Text section:
Having regard to the state of conjecture about the meaning of the plaintiff’s father’s reference to the tenants having left, I am not satisfied on the evidence, that the plaintiff has discharged the onus that the tenants were in possession of the property on that date.  The departure of the tenants on holiday, for example, would provide the plaintiff with an opportunity to paint the house.

  1. [105]
    I also do not consider that the only reasonable inference that can be drawn, according to the rule in Jones v Dunkel from the defendants’ staying mute on that issue, is that the property was not in fact tenanted at the time.  The rule as conveniently expressed in the head note to that decision is:[201]

“that any inference favourable to the plaintiff for which there was ground in the evidence might be more confidently drawn when a person presumably able to put the true complexion on the facts relied upon as the ground for the inference has not been called as a witness by the defendant and the evidence provides no sufficient explanation of his absence.”

Data lines:
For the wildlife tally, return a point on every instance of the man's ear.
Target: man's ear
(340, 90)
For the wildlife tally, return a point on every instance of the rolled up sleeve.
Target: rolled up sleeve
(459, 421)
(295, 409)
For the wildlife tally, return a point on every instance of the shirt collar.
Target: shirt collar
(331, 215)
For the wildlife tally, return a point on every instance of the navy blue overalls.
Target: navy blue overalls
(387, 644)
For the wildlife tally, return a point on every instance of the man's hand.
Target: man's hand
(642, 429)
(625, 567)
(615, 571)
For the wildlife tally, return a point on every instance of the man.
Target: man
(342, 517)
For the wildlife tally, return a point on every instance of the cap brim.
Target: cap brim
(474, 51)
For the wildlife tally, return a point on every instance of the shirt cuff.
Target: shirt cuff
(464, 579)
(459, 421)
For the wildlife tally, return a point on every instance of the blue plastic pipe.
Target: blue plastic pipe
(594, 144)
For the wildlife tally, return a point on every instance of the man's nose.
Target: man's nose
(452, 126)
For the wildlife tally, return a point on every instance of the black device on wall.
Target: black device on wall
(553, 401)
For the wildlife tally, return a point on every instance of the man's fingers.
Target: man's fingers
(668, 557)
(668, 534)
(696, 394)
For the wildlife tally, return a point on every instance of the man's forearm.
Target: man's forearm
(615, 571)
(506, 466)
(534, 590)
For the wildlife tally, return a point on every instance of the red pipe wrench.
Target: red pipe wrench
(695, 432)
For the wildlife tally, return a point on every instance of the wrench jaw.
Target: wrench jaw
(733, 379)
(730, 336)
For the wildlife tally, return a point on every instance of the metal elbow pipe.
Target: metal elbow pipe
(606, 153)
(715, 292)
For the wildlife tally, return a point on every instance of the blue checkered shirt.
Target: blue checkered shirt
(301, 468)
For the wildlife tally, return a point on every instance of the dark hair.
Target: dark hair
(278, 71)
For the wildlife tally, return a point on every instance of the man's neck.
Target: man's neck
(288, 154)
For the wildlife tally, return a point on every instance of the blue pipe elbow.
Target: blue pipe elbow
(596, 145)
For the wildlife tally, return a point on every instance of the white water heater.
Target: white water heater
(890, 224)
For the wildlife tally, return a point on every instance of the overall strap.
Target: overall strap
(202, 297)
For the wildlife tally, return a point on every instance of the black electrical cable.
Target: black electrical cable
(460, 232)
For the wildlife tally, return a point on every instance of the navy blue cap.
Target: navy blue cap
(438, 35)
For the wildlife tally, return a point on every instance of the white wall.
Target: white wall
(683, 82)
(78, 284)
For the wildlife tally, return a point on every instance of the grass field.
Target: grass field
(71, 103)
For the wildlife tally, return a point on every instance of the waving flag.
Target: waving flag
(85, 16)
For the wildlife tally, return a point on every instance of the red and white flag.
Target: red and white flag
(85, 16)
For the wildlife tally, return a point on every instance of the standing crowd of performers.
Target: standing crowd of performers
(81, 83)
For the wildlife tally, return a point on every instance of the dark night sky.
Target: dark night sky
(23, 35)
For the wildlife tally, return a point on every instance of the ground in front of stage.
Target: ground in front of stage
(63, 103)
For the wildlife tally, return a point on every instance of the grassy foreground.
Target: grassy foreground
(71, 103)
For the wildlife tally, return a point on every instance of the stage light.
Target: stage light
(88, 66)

--

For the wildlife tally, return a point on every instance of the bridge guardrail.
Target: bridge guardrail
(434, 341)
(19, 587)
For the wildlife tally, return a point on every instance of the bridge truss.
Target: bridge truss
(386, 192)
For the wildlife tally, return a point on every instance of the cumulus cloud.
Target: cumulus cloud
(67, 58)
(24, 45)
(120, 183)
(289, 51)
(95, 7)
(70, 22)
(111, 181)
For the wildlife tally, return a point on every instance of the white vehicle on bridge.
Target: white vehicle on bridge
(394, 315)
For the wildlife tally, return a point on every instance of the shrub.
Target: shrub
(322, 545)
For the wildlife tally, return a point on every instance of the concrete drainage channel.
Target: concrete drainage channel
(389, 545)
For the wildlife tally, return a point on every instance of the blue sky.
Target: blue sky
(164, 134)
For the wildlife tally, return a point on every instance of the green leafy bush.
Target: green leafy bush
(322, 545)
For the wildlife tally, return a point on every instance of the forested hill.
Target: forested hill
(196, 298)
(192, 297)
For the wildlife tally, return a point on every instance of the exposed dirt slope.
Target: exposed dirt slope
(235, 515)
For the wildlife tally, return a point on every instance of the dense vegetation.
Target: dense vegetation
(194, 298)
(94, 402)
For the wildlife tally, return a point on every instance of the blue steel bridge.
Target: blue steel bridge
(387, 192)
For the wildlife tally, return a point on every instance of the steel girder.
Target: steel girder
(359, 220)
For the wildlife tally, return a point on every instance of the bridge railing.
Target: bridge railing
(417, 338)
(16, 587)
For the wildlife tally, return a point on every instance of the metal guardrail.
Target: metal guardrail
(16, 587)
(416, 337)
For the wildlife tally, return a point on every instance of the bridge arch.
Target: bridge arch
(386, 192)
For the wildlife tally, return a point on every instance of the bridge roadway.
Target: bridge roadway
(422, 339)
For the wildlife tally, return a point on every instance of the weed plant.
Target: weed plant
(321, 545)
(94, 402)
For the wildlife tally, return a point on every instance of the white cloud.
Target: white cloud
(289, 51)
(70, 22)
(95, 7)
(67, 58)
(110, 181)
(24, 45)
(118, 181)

Short exercise: Copy out the full court passage on whether the property was tenanted, word for word and with nothing changed.

Solution to this problem:
Having regard to the state of conjecture about the meaning of the plaintiff’s father’s reference to the tenants having left, I am not satisfied on the evidence, that the plaintiff has discharged the onus that the tenants were in possession of the property on that date.  The departure of the tenants on holiday, for example, would provide the plaintiff with an opportunity to paint the house.

  1. [105]
    I also do not consider that the only reasonable inference that can be drawn, according to the rule in Jones v Dunkel from the defendants’ staying mute on that issue, is that the property was not in fact tenanted at the time.  The rule as conveniently expressed in the head note to that decision is:[201]

“that any inference favourable to the plaintiff for which there was ground in the evidence might be more confidently drawn when a person presumably able to put the true complexion on the facts relied upon as the ground for the inference has not been called as a witness by the defendant and the evidence provides no sufficient explanation of his absence.”